▶ [INSTRUCTIONS FOR THE TASK]: Your task is to restate the data word for word.

▶ [Pointing records]:
--

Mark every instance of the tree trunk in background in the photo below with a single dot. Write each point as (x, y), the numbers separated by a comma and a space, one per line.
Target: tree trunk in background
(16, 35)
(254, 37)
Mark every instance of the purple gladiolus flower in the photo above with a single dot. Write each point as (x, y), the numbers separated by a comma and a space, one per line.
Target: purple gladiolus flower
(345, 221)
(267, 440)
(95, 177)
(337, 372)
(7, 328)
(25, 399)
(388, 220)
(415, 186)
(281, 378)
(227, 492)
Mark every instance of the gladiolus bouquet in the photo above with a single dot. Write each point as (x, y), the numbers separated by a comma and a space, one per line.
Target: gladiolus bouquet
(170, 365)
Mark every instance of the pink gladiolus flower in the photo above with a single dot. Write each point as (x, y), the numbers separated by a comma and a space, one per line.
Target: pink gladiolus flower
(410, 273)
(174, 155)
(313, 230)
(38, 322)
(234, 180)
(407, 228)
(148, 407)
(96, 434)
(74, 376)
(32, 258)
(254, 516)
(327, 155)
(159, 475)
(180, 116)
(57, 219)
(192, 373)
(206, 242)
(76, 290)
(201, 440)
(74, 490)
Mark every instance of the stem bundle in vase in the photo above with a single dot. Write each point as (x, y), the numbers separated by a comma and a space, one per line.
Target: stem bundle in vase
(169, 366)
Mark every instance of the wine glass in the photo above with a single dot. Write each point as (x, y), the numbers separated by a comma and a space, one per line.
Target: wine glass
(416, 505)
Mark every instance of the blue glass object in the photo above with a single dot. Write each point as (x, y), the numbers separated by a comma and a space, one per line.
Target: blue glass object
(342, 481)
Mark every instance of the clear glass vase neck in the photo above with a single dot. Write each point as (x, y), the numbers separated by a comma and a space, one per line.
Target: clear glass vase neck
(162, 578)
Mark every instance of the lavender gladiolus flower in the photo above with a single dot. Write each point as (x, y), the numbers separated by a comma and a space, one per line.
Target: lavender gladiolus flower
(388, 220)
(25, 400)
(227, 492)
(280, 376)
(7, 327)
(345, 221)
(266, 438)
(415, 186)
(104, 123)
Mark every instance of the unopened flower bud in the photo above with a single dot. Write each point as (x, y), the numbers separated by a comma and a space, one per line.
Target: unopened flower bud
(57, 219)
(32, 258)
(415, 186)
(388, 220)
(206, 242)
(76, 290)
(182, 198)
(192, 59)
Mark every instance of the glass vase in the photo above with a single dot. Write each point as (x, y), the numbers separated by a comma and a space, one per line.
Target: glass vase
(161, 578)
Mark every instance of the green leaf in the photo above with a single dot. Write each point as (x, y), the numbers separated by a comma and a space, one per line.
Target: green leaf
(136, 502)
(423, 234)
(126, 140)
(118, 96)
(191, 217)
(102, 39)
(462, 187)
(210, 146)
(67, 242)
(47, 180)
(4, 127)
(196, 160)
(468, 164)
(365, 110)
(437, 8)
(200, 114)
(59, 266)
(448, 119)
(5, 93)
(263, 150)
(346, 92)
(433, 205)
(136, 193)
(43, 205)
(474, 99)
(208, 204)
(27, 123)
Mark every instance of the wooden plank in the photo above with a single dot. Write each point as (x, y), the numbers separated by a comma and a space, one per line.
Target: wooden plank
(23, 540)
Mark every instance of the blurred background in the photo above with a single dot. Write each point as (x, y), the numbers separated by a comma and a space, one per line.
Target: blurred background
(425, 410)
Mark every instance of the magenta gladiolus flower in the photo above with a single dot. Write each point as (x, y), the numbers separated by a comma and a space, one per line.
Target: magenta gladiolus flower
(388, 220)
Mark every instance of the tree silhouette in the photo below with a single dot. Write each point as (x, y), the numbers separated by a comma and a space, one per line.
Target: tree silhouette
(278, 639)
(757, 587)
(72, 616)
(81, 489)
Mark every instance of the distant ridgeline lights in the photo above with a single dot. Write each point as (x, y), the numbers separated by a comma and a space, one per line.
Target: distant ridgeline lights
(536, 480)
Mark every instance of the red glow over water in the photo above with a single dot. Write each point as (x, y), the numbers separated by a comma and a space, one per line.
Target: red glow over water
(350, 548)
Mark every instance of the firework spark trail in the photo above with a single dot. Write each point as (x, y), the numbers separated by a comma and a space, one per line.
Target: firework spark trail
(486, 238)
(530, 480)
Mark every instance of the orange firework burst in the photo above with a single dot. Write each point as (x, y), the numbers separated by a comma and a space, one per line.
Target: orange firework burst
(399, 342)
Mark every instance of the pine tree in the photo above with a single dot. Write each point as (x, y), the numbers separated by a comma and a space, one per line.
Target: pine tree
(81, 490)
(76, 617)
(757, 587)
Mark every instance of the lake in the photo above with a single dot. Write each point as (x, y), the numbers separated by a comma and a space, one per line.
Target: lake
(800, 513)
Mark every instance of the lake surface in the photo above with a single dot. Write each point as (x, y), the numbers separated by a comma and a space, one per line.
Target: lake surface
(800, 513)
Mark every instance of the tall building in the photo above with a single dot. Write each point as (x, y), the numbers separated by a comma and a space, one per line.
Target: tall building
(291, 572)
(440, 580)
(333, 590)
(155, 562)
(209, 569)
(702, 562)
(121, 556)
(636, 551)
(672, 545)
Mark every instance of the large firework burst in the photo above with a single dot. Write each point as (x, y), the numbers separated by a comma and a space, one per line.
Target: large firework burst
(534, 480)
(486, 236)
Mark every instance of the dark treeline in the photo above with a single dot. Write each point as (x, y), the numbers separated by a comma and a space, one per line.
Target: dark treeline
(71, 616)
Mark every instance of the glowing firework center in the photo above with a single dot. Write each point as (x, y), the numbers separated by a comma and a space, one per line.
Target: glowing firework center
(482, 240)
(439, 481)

--

▶ [WRITTEN REPLY]:
Mark every instance of the tree trunk in background in the photo below with a single dot. Write each point as (x, y), the numbers separated by a comma and a space, one per line.
Target: tree trunk in background
(16, 35)
(254, 37)
Mark every instance of the purple gladiolus flower in the photo above with a single dot. Write each point as (x, y), the numbers separated by a comma and a space, one per line.
Target: purple gladiolus flower
(345, 221)
(267, 440)
(95, 177)
(337, 372)
(7, 328)
(25, 399)
(388, 220)
(415, 186)
(281, 378)
(227, 492)
Mark every instance of the gladiolus bouquet in the photo above with a single dot. Write each point as (x, y), the numbers separated by a comma and a space, one per line.
Target: gladiolus bouquet
(170, 365)
Mark every instance of the pink gladiolus flower in the photo above with a single dot. Write each point as (x, y), the numbers separated by a comma and a space, one per line.
Target: pink gladiolus flower
(410, 273)
(174, 155)
(313, 230)
(38, 322)
(234, 180)
(407, 228)
(148, 407)
(96, 434)
(74, 376)
(32, 258)
(254, 516)
(327, 155)
(159, 475)
(180, 116)
(57, 219)
(192, 373)
(206, 242)
(76, 290)
(201, 440)
(74, 490)
Mark every instance of the stem bundle in vase in the photo above with a single dot. Write each point as (x, y), the numbers separated by a comma and a space, one per line.
Target: stem bundle in vase
(169, 366)
Mark every instance of the wine glass in the photo above with a single dot. Write each point as (x, y), the numbers separated by a comma and a space, one per line.
Target: wine glass
(416, 505)
Mark every instance of the blue glass object in the photo above with a single dot. Write each point as (x, y), the numbers separated by a comma and a space, one per line.
Target: blue glass object
(342, 481)
Mark every instance of the clear glass vase neck in the photo above with a single dot. Write each point as (x, y), the numbers separated by a comma and a space, one per line.
Target: clear glass vase neck
(162, 578)
Mark every instance of the lavender gladiolus flower in the photo above with a single dot. Write each point as (x, y), the numbers separated by a comma and a space, one per line.
Target: lavender gladiolus flower
(388, 220)
(25, 400)
(227, 492)
(280, 376)
(7, 327)
(345, 221)
(266, 438)
(415, 186)
(104, 123)
Mark every instance of the unopened flower bud in the photo above with a single dot. Write each point as (x, y), the numbers separated by a comma and a space, one per line.
Target: unopened flower bud
(57, 219)
(32, 258)
(415, 186)
(388, 220)
(206, 242)
(76, 290)
(182, 198)
(192, 59)
Mark every instance of the glass vase in the photo above with a single dot. Write each point as (x, y), the numbers separated by a comma and a space, one per line.
Target: glass vase
(161, 578)
Mark every instance of the green leaf in the photo above with a single dot. Write each point as (x, y), the numbers separated by a comma and a space, one per line.
Target: green leaf
(136, 502)
(423, 234)
(126, 140)
(118, 96)
(191, 217)
(102, 39)
(462, 187)
(210, 146)
(67, 242)
(47, 180)
(4, 127)
(196, 160)
(468, 164)
(365, 110)
(437, 8)
(200, 114)
(59, 266)
(448, 119)
(5, 93)
(263, 150)
(346, 92)
(433, 205)
(136, 193)
(43, 205)
(474, 99)
(208, 204)
(27, 123)
Mark every instance of the wooden plank in the photo above with a single dot. Write each point as (x, y), the numbers separated by a comma and a space, one per line.
Target: wooden plank
(23, 540)
Mark every instance of the blurred background in the photo above with a single dot. Write each point as (x, y), the numbers separated by a comma and a space, one per line.
Target: blurred background
(425, 410)
Mark every instance of the magenta gladiolus flower in the photo above with a single dot. Write each point as (x, y), the numbers separated by a comma and a space, one per line.
Target: magenta gladiolus flower
(388, 220)
Mark every instance of the tree silhouette in the photo below with a single dot. Write each point as (x, y), the numbers separated by a comma and a space, one per line.
Target: tree silhouette
(278, 639)
(757, 587)
(72, 616)
(81, 489)
Mark every instance of the distant ridgeline lights in the photo above with a single dot. Write each point as (x, y), the numbers separated by a comma and a space, one per line.
Target: distant ridgeline lights
(536, 480)
Mark every instance of the red glow over water in the photo above with a single dot. Write each point as (x, y), the numbers separated by a comma and a space, one per line.
Target: red glow over water
(350, 548)
Mark every instance of the firework spark trail in the photo above with a single dot. Write each point as (x, y), the numbers separated by a comma and a space, one per line.
Target: firework spark trail
(486, 238)
(530, 480)
Mark every instance of the orange firework burst in the photo above with a single dot. Write each point as (x, y), the numbers separated by a comma and a space, one per line.
Target: orange firework burst
(399, 342)
Mark every instance of the pine tree in the photo above with a single dot. Write each point as (x, y), the numbers separated by a comma and a space, one per line.
Target: pine tree
(81, 490)
(76, 617)
(757, 587)
Mark every instance of the lake in the photo above with a single dot. Write each point as (x, y), the numbers separated by a comma and a space, one per line.
Target: lake
(800, 513)
Mark every instance of the lake surface in the photo above with a single dot. Write each point as (x, y), the numbers separated by a comma and a space, one per line.
Target: lake surface
(800, 513)
Mark every instance of the tall building in the photo above with a single dot. Write each point as (x, y), the numbers separated by a comma and a space, one per line.
Target: tall building
(291, 572)
(440, 580)
(333, 590)
(155, 562)
(209, 569)
(702, 562)
(121, 556)
(636, 551)
(672, 545)
Mark every instance of the large firework burst in the photo above with a single dot. Write each point as (x, y), the numbers separated by a comma and a space, one per line.
Target: large firework burst
(534, 480)
(486, 236)
Mark every instance of the dark treeline in the photo above with a single dot. Write each point as (x, y), the numbers separated by a comma and a space, one per line.
Target: dark treeline
(71, 616)
Mark every instance of the glowing firework center in the photo above with a single dot. Write each point as (x, y), the numbers separated by a comma and a space, one per line.
Target: glowing firework center
(482, 240)
(439, 481)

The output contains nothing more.